___ TRECHO DO TEXTO ___
Constantinopla é o antigo nome da cidade de Istambul, na atual Turquia. O nome original era Bizâncio. O nome da cidade era uma referência ao imperador romano Constantino, que tornou a cidade capital do Império Romano em 11 de maio de 330.
Cerco de Constantinopla
Contexto
Constantinopla era, até o momento da sua queda, uma das cidades mais importantes do mundo. Localizada numa projeção de terra sobre o estreito do Bósforo em direção à Anatólia, funcionava como uma ponte para as rotas comerciais que ligavam a Europa à Ásia por terra. Também era o principal porto nas rotas que iam e vinham entre o mar Negro e o mar Mediterrâneo. Para explicar como uma cidade deste porte caiu em mãos estrangeiras é preciso regressar a alguns séculos anteriores a 1453 e detalhar os eventos que enfraqueceram o Império Bizantino.
___
#### INSTRUÇÃO DADA 1:
Reúna todas as linhas dos registros que contêm a palavra "fabric", levando em conta maiúsculas e minúsculas.
___ DADOS FORNECIDOS ___
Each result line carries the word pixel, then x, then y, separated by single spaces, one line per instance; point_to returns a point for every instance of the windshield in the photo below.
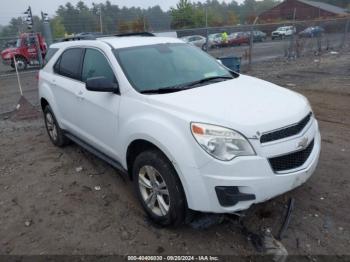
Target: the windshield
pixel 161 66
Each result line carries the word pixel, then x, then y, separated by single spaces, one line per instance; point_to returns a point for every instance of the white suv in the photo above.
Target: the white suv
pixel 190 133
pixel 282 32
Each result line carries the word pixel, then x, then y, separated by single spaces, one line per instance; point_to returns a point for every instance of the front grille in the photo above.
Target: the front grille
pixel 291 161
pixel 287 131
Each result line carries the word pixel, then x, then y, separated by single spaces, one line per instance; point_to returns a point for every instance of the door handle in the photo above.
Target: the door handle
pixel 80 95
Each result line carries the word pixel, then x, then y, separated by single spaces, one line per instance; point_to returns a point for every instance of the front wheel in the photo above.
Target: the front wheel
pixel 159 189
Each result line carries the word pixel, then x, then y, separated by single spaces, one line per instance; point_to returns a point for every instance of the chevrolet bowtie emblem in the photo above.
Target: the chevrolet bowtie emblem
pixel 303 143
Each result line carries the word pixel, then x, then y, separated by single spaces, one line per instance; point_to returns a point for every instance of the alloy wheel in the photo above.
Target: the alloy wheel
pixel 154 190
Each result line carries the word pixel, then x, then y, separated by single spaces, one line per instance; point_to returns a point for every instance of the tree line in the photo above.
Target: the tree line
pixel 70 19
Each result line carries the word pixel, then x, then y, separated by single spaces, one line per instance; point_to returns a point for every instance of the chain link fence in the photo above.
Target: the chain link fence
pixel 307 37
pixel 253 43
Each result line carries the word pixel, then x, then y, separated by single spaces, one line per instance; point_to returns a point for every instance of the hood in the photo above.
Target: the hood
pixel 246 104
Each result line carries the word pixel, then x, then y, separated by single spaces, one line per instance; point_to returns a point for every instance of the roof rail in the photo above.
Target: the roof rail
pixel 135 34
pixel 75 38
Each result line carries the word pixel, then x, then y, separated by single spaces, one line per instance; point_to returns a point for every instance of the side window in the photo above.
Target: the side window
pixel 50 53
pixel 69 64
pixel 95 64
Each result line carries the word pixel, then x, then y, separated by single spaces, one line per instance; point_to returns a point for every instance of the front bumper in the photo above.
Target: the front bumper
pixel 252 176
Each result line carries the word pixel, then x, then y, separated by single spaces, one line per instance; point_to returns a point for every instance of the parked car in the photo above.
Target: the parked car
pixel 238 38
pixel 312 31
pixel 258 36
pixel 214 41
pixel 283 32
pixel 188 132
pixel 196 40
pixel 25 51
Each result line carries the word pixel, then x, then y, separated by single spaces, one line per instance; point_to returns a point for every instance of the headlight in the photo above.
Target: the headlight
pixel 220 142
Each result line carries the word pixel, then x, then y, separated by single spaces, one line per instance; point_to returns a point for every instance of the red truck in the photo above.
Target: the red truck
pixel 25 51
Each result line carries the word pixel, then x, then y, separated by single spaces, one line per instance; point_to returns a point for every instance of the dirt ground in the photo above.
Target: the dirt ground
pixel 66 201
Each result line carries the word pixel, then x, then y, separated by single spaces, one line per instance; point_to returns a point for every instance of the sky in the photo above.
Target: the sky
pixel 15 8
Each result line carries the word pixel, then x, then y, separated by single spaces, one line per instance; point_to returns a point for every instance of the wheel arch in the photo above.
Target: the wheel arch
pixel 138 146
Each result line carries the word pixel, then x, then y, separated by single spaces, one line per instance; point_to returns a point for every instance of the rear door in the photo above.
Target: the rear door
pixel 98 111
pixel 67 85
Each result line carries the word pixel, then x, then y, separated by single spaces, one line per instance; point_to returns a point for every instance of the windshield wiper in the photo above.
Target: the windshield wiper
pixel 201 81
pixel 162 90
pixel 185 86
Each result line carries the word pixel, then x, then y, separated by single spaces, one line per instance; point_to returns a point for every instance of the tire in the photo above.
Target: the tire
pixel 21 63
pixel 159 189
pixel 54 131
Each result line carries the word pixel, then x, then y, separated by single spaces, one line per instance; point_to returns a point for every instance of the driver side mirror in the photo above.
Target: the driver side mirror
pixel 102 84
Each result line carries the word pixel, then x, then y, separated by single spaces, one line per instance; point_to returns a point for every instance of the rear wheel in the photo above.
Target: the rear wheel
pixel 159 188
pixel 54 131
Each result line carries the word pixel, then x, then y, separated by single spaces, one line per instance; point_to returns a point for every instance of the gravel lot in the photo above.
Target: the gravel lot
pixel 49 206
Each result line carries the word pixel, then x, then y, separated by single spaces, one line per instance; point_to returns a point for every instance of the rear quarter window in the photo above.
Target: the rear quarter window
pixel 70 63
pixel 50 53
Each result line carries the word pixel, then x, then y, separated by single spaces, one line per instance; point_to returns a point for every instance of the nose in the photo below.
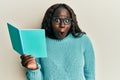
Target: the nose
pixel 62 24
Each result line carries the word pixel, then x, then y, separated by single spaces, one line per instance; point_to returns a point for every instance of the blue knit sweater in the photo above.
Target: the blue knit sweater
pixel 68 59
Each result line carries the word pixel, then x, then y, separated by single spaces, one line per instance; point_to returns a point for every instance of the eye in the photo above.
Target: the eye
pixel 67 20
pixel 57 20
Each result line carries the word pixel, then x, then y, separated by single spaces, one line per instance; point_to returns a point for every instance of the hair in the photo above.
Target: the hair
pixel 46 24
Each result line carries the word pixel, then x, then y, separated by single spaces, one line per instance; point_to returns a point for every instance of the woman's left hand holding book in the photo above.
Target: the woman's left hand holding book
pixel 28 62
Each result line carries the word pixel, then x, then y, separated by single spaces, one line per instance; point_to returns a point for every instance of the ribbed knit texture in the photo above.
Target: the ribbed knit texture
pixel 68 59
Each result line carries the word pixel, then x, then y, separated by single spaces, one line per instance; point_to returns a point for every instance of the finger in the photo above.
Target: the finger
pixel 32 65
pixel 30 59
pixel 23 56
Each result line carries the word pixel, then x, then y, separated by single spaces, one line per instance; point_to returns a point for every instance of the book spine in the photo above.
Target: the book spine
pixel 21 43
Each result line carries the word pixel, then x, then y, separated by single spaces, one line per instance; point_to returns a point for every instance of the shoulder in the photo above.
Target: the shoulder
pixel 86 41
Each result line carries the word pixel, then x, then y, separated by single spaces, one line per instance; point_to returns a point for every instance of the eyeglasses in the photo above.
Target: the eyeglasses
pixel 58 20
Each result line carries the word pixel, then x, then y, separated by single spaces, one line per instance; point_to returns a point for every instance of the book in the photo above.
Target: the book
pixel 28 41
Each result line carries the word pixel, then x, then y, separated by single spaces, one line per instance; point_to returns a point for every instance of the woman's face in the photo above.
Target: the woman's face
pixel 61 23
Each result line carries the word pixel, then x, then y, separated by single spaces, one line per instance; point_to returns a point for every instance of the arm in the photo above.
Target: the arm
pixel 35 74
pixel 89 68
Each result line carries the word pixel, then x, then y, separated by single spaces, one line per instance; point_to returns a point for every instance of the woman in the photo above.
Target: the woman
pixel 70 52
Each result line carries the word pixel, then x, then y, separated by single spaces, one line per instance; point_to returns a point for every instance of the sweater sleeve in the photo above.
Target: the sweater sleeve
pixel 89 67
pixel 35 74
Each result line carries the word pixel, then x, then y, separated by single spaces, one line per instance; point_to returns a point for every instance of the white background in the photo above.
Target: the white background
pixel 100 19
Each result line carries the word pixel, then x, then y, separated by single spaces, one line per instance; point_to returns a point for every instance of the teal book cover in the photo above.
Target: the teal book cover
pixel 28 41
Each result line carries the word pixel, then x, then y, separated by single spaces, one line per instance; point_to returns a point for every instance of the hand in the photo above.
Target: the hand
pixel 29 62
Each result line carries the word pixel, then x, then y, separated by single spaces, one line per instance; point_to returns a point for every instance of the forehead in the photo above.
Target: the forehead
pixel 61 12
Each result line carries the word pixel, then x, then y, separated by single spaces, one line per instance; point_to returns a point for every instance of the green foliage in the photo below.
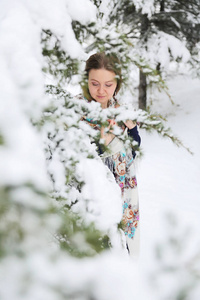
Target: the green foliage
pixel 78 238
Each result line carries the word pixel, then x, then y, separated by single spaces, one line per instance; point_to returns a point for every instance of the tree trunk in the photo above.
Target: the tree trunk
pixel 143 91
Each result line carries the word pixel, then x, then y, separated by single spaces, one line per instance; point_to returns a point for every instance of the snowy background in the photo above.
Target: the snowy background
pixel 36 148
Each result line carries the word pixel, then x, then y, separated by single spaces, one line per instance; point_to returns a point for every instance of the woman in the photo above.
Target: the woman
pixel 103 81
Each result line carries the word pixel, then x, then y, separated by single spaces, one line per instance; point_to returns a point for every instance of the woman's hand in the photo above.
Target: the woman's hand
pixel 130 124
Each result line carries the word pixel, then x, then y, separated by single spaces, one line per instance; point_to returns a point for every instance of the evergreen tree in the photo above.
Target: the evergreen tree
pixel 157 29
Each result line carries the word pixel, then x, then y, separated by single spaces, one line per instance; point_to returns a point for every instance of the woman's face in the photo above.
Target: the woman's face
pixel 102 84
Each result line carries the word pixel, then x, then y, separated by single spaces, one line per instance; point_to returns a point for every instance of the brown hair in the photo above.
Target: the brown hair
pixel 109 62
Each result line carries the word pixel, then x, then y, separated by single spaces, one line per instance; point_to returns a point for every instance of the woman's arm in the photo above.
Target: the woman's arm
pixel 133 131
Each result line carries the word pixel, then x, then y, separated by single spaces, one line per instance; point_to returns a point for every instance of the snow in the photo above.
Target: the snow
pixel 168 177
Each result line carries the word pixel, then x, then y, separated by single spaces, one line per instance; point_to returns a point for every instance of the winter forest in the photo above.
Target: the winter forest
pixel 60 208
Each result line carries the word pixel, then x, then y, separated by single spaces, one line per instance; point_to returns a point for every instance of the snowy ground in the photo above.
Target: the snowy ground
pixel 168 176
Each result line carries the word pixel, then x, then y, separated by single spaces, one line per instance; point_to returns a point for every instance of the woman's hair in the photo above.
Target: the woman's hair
___
___ DADOS FORNECIDOS ___
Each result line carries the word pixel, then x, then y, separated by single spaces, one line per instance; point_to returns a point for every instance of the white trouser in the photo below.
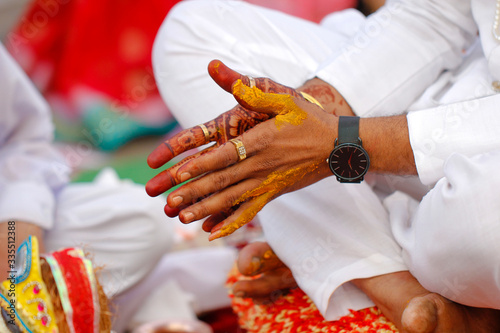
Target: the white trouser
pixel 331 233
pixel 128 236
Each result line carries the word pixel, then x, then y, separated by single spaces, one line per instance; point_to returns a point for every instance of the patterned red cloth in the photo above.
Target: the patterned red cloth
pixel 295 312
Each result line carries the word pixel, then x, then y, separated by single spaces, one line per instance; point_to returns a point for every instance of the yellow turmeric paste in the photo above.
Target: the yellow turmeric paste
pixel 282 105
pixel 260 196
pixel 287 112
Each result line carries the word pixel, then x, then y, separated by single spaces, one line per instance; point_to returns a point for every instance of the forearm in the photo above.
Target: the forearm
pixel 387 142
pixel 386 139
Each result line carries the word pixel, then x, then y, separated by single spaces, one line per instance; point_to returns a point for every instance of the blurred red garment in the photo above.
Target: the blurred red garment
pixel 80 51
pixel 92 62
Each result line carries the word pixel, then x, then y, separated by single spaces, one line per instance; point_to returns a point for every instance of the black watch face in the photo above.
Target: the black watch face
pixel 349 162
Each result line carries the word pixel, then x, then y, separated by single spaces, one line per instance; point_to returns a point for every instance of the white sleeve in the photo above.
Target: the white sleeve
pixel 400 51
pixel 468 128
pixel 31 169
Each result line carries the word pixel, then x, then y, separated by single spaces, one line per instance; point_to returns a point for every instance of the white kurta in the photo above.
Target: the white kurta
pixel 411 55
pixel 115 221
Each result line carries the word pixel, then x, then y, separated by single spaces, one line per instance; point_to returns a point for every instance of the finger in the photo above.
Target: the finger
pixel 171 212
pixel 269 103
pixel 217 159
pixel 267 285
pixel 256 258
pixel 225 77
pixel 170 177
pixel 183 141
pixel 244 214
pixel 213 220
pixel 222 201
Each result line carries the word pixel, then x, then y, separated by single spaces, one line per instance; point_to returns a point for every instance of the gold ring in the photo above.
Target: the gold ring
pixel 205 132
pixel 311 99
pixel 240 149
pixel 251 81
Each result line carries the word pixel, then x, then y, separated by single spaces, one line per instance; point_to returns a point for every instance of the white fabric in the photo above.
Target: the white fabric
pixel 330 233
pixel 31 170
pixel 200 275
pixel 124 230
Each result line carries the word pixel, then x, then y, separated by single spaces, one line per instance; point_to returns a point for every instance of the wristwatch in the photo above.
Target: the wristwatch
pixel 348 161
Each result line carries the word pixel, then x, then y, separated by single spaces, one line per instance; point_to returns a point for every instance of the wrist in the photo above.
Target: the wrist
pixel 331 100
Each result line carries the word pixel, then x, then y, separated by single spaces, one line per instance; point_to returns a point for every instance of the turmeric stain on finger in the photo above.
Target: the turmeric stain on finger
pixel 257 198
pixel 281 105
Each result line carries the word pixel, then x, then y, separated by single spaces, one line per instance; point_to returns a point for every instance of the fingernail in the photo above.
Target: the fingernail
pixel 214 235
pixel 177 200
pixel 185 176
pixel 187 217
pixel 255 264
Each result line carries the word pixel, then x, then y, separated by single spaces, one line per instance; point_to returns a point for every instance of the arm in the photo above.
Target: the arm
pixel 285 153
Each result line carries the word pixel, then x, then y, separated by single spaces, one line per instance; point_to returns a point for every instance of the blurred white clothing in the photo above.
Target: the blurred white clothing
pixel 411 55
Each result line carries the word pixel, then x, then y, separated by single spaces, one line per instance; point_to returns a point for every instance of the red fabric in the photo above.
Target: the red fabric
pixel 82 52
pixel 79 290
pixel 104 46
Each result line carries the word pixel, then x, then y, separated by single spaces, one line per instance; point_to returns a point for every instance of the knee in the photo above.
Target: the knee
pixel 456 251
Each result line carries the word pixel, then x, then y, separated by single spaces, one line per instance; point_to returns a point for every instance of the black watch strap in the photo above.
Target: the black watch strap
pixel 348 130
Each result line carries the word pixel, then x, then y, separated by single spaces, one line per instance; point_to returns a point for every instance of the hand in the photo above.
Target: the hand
___
#### INSTRUÇÃO DADA 2:
Prossiga com o texto sobre Constantinopla a partir da última frase apresentada.

#### RESULTADO DA TAREFA 1:
Each result line carries the word pixel, then x, then y, separated by single spaces, one line per instance; point_to returns a point for every instance of the white fabric in the photo above.
Target: the white fabric
Each result line carries the word pixel, then x, then y, separated by single spaces, one line per instance; point_to returns a point for every instance of the red fabric in the photo above.
Target: the red fabric

#### RESULTADO DA TAREFA 2:
A partir do século III, o centro administrativo do Império Romano tendia a voltar-se mais para o Oriente, por múltiplas razões. Primeiro pela necessidade de defesa das fronteiras orientais; depois porque o oriente tinha-se tornado na parte económica mais vital do domínio romano; por fim porque Roma era uma cidade rica de vestígios pagãos, o que agora era inconveniente num império cristão: os seus edifícios, a sua nobreza senatorial, sempre apegada à religião tradicional. Assim Constantino decretou a construção de uma nova capital, nas margens do Bósforo, onde existia a antiga fortaleza grega de Bizâncio, num ponto de grande importância estratégica, nas proximidades de dois importantes setores da limes: a região do baixo Danúbio e a fronteira do Império Sassânida. A nova cidade, que recebeu o nome de Constantinopla, isto é, "cidade de Constantino", foi concebida como uma "nova Roma" e rapidamente se tornou o centro político e económico do Império. A sua criação teve repercussões também no plano eclesiástico: enquanto que em Roma a Igreja Católica adquiriu sempre mais autoridade, em Constantinopla o poder civil controlou a Igreja. O bispo de Roma pôde assim consolidar a influência que já possuía, enquanto em Constantinopla o bispo baseava o seu poder no fato de ser bispo da capital e no fato de ser um homem de confiança do Imperador.
Durante a Quarta Cruzada em 1204, foi capturada pelos cruzados. Em 1261, foi recapturada pelas forças do Império de Niceia, sob o comando de Miguel VIII Paleólogo. Porém Constantinopla não recuperou o antigo esplendor e iniciou a decadência que quase dois séculos depois levaria ao fim definitivo do império.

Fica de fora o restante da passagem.